The exercise » Beginning at the line with "the white window", output each line to the end of the listing below exactly, please.

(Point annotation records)
______________________________
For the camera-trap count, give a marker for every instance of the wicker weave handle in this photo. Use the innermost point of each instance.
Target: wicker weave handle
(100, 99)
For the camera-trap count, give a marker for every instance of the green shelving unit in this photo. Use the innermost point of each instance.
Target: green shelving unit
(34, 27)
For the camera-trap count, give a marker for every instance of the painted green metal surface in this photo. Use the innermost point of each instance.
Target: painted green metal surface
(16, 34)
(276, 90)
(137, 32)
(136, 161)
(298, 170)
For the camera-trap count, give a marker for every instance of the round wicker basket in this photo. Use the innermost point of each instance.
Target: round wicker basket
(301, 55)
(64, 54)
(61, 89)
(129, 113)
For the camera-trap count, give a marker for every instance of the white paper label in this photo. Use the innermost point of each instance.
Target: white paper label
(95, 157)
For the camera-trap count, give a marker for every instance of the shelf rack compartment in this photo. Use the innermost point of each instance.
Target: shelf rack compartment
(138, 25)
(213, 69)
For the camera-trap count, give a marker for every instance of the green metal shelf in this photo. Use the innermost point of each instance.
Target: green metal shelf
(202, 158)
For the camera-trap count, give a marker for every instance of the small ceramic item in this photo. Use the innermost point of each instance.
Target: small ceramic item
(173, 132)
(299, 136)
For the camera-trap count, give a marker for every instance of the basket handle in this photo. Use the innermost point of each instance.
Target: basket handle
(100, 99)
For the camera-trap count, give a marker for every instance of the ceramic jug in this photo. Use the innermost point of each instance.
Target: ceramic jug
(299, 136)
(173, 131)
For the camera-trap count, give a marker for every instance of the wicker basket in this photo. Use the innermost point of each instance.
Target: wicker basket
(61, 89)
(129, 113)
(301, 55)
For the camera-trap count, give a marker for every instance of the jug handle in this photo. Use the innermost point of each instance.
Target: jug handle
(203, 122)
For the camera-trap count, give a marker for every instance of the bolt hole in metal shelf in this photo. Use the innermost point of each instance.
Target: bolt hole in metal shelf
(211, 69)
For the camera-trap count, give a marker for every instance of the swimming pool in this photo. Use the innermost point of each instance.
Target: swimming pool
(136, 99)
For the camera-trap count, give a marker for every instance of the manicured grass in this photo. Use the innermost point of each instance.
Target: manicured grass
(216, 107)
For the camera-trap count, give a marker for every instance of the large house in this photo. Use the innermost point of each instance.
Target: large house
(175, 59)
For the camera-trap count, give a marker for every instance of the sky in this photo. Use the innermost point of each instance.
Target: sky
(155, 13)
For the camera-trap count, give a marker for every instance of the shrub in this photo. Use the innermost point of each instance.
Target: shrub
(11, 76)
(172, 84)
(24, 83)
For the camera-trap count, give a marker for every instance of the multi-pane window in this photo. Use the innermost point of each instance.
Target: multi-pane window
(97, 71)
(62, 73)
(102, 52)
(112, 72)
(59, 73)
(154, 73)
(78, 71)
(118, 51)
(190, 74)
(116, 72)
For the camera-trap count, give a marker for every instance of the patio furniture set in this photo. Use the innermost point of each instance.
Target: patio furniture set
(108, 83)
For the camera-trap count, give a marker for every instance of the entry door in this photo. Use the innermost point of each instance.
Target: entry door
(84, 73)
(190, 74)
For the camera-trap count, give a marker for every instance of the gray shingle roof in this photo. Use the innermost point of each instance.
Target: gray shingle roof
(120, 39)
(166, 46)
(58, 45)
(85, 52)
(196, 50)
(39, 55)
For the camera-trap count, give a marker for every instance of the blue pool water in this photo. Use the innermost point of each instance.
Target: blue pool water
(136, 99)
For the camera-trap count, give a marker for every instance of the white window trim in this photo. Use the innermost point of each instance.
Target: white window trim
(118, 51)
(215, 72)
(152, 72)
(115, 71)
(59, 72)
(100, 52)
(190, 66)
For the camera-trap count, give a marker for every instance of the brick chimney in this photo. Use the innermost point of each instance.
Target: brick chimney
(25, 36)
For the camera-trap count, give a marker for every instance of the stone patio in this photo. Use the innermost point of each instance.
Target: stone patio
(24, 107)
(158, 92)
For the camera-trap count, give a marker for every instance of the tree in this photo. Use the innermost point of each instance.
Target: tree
______________________________
Result for this exercise »
For the camera-trap count, give a marker for every instance of the white window trim in this photo. Use the innermost point of each instance.
Target: white window trim
(118, 51)
(215, 72)
(152, 72)
(115, 71)
(59, 72)
(100, 52)
(190, 66)
For the camera-trap count, give a marker for every instance of the brick chimney in this photo. Use the innermost point of each instance.
Target: brick chimney
(25, 36)
For the camera-trap count, give a marker for every instance of the stone patio in this photo. Use the innermost point of each instance.
Target: stone patio
(24, 107)
(158, 92)
For the camera-trap count, give a marker for every instance of the tree in this photo. Use the innermost point of each instance.
Target: tree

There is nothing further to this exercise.